*TASK DETAILS*.
Reproduce character for character everything from the line containing "For each <instance>, write" down to the line containing "positive clicks: (100, 78)", including both of those lines.

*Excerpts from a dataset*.

★ ★ ★

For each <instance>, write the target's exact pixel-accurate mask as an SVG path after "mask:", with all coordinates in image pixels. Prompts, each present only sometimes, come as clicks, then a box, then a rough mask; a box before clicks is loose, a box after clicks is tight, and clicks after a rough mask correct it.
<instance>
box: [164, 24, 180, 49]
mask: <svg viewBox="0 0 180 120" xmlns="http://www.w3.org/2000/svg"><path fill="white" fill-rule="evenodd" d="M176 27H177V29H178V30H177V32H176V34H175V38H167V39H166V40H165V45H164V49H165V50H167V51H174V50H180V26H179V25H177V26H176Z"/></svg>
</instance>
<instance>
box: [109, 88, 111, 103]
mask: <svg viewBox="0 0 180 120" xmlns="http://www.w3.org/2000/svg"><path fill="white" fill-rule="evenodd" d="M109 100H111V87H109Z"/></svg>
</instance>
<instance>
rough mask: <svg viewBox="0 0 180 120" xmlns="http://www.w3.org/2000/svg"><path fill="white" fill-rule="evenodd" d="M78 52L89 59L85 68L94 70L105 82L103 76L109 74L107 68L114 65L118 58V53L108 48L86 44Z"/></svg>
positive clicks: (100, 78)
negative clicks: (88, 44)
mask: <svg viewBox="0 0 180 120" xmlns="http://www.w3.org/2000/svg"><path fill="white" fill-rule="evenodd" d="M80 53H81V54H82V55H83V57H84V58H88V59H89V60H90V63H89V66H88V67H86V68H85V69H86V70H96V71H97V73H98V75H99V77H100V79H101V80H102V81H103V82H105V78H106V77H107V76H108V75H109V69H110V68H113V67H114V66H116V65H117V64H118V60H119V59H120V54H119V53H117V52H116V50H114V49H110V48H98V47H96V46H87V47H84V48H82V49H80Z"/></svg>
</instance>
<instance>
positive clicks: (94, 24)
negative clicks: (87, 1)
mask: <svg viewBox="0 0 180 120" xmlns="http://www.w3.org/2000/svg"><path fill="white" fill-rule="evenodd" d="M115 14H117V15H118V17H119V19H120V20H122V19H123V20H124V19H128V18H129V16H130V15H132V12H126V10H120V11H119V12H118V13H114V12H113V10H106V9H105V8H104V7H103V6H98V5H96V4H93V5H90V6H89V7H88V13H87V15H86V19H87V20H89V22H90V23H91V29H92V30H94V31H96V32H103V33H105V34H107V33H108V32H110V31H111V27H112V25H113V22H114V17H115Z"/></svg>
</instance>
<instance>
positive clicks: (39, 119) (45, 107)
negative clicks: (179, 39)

★ ★ ★

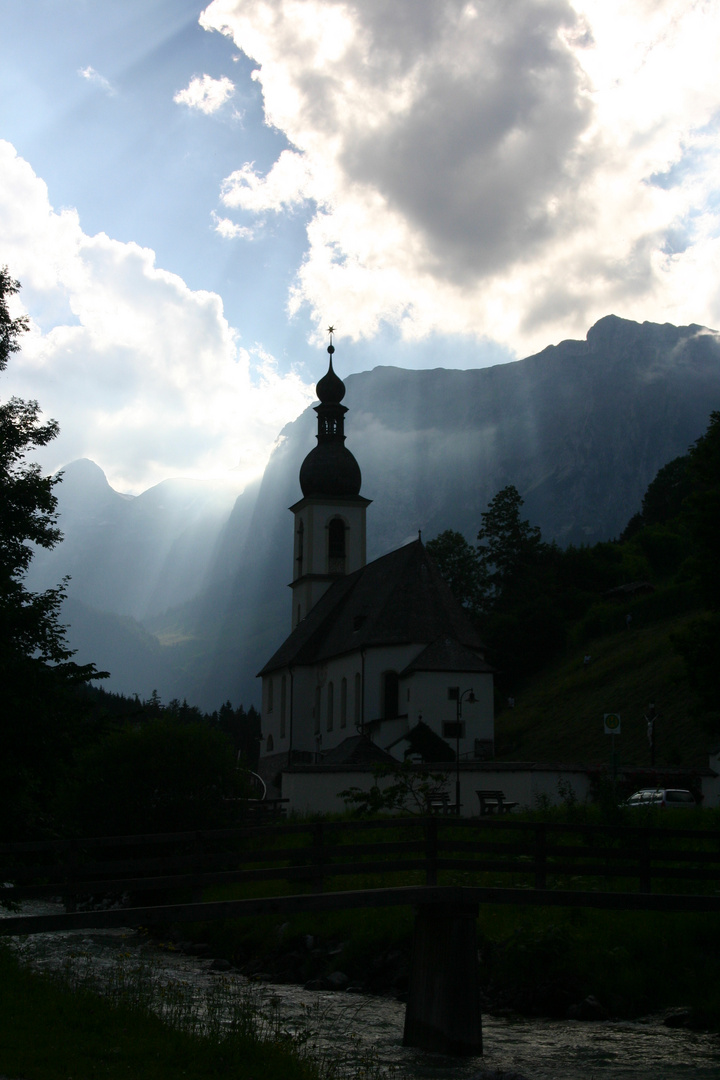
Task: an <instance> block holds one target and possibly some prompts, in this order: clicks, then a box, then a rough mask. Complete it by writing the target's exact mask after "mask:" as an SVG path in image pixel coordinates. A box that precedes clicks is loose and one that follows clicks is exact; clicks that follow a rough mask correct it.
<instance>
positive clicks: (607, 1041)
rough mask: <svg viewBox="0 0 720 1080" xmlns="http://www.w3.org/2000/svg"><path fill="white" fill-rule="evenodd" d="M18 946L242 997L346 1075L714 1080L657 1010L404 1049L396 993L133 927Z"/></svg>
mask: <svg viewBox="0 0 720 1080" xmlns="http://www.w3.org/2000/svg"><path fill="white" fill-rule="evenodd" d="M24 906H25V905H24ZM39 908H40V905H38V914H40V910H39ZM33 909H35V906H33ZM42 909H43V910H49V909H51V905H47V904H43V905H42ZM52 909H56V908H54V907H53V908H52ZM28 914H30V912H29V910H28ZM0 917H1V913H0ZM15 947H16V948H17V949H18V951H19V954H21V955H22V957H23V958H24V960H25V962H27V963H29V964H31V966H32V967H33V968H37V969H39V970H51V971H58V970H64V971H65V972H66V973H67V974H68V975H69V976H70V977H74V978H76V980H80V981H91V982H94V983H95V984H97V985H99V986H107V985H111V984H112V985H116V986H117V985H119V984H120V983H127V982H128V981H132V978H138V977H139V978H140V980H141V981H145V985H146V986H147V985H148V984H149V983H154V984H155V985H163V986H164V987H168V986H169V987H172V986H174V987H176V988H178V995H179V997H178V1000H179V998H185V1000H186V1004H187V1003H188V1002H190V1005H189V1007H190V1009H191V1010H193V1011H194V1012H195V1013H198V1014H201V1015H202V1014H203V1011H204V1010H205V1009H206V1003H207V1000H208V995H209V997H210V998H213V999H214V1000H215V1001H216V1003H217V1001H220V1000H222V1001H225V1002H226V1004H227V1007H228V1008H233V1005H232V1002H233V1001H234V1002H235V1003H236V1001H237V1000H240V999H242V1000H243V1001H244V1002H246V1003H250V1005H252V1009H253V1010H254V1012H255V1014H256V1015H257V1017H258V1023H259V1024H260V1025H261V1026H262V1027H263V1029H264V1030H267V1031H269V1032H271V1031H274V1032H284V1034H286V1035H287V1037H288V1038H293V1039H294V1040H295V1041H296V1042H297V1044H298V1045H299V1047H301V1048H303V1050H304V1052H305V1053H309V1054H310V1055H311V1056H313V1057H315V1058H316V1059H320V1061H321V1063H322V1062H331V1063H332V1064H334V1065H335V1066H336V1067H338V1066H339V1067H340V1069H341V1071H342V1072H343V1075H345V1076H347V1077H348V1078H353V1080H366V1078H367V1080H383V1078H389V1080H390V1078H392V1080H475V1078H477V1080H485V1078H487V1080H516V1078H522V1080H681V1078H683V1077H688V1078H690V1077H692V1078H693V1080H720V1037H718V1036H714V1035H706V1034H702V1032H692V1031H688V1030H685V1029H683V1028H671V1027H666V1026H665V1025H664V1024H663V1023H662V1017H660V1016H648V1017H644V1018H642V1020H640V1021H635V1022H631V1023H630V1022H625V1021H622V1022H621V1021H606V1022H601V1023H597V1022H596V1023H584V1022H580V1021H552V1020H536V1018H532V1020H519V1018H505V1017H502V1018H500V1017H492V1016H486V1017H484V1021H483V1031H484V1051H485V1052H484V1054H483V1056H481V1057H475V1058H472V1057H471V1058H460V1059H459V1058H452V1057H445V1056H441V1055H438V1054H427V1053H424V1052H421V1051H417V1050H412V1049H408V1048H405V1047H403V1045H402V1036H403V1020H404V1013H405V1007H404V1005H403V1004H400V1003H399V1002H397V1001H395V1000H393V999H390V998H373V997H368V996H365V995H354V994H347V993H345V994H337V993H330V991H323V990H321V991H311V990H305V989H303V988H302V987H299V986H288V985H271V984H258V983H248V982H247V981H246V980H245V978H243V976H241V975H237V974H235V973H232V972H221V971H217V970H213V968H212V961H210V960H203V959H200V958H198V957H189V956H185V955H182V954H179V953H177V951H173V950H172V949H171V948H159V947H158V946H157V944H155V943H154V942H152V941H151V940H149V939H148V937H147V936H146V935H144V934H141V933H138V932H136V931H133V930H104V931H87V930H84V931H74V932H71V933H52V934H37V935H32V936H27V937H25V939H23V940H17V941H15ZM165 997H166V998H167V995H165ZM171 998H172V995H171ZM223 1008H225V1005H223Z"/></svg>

★ ★ ★

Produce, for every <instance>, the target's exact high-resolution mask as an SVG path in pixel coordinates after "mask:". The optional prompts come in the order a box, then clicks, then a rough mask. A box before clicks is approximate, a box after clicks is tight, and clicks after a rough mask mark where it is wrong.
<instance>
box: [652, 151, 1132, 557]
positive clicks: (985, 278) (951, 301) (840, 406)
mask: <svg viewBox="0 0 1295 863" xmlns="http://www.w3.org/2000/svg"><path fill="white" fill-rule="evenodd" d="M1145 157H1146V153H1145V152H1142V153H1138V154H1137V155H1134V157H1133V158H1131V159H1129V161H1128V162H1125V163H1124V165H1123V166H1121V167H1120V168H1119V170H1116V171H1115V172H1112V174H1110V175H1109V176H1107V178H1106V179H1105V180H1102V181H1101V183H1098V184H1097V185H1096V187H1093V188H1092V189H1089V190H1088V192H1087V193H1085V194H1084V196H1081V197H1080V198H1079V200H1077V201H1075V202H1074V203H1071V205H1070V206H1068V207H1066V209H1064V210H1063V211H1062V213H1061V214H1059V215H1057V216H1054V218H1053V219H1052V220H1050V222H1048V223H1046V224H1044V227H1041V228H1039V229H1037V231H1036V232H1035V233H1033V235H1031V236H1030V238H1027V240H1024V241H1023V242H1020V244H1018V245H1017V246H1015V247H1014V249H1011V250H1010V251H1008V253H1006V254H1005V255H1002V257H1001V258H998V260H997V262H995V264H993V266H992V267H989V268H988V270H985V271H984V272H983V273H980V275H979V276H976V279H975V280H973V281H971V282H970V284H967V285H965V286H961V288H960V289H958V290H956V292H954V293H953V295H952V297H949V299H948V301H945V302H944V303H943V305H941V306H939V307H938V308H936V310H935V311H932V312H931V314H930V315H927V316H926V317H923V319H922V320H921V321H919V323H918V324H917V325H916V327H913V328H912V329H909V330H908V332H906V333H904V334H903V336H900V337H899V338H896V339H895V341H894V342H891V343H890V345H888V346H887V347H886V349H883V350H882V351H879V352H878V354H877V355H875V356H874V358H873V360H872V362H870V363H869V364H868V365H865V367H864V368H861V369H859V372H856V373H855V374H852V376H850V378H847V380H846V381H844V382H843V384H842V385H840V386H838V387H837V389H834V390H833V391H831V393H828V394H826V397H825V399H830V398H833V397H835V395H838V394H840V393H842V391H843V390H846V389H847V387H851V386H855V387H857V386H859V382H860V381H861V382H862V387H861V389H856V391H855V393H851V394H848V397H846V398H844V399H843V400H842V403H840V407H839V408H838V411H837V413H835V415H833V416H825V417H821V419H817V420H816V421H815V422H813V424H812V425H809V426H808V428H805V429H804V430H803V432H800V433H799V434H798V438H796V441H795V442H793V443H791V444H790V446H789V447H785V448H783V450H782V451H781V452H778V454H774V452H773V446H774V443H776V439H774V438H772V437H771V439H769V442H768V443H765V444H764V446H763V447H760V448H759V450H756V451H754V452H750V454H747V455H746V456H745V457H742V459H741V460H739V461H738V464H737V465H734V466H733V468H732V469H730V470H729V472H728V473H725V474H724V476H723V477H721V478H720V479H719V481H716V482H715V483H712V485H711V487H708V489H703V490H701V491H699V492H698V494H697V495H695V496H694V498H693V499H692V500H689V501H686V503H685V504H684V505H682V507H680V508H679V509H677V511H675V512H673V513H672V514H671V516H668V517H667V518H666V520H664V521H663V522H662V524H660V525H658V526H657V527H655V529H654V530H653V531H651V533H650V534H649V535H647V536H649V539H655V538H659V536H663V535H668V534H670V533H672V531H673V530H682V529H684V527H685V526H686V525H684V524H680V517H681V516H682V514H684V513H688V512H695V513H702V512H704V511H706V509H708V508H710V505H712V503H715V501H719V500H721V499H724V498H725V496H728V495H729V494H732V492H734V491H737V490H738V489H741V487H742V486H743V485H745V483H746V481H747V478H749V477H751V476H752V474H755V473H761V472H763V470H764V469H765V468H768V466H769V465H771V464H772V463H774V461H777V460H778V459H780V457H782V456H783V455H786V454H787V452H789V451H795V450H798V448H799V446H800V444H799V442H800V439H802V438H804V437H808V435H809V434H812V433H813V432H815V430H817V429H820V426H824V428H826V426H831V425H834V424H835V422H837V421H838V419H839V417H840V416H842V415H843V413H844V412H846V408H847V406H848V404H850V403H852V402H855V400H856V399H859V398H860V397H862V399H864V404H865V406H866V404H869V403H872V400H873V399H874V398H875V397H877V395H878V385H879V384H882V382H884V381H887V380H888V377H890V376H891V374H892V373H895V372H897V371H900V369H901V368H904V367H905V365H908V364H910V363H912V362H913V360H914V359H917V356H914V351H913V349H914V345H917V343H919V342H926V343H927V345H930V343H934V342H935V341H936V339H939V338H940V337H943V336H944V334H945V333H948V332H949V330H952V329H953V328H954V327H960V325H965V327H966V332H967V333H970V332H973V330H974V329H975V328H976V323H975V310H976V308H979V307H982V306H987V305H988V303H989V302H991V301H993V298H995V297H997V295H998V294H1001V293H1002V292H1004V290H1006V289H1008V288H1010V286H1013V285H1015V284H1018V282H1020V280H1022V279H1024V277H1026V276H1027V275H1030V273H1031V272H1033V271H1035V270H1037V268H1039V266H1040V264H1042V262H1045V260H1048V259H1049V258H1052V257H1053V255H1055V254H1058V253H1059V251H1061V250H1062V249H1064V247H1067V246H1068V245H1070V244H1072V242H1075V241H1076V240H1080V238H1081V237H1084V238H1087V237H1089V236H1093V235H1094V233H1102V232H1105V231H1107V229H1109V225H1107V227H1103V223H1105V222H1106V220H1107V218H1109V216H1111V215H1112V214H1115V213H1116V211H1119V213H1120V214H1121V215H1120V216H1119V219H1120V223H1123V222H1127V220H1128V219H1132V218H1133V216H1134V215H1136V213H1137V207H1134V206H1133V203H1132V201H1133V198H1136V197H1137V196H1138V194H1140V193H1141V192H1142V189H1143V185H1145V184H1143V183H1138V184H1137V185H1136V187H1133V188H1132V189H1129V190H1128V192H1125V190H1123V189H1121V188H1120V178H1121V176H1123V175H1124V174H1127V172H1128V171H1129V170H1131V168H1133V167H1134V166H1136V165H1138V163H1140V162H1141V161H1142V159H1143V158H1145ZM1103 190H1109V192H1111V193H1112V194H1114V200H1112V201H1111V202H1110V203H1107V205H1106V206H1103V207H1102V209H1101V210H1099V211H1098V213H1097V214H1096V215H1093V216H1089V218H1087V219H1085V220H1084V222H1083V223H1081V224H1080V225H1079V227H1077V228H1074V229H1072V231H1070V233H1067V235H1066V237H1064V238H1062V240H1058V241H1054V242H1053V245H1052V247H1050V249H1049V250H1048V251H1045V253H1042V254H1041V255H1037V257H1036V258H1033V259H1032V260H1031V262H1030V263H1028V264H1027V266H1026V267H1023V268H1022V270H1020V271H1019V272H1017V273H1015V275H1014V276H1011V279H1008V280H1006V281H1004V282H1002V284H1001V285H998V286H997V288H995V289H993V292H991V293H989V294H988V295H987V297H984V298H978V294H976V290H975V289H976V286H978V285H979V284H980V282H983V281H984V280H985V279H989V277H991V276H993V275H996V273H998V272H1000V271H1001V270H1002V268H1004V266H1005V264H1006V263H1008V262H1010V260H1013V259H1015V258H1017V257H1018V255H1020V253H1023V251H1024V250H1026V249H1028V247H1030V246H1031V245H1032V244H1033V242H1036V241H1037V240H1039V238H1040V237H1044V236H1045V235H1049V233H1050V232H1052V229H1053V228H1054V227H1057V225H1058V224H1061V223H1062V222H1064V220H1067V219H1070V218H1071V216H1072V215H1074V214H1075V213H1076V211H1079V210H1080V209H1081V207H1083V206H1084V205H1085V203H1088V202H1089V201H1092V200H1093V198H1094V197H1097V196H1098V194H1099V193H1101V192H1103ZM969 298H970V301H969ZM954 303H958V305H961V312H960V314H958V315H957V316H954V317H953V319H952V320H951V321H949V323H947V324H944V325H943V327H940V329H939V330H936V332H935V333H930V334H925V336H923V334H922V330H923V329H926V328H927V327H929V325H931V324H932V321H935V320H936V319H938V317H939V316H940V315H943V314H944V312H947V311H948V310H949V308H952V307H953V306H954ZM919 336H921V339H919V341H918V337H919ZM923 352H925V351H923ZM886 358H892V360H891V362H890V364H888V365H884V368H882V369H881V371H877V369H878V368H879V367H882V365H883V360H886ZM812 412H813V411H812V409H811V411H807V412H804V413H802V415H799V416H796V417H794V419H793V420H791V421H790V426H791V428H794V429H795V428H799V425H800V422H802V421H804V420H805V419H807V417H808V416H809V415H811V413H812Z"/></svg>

★ ★ ★

*ANSWER SECTION*.
For each <instance>, write the target's exact pixel-accurate mask as an SVG path after "mask:", with all coordinates in image pixels. Prompts, each present only sometimes, come as clicks, then a box, then a rough mask; a box before clicks is loose, a box after clicks is tight, and clicks after a rough mask correct it.
<instance>
box: [164, 24, 180, 49]
mask: <svg viewBox="0 0 180 120" xmlns="http://www.w3.org/2000/svg"><path fill="white" fill-rule="evenodd" d="M176 27H177V29H178V30H177V32H176V34H175V38H167V39H166V40H165V45H164V49H165V50H167V51H174V50H180V26H179V25H177V26H176Z"/></svg>
</instance>
<instance>
box: [109, 88, 111, 103]
mask: <svg viewBox="0 0 180 120" xmlns="http://www.w3.org/2000/svg"><path fill="white" fill-rule="evenodd" d="M109 100H111V87H109Z"/></svg>
</instance>
<instance>
rough mask: <svg viewBox="0 0 180 120" xmlns="http://www.w3.org/2000/svg"><path fill="white" fill-rule="evenodd" d="M78 52L89 59L85 68L94 70L105 82L103 76L109 74L107 68L114 65L118 58V53L108 48L86 44Z"/></svg>
positive clicks: (100, 78)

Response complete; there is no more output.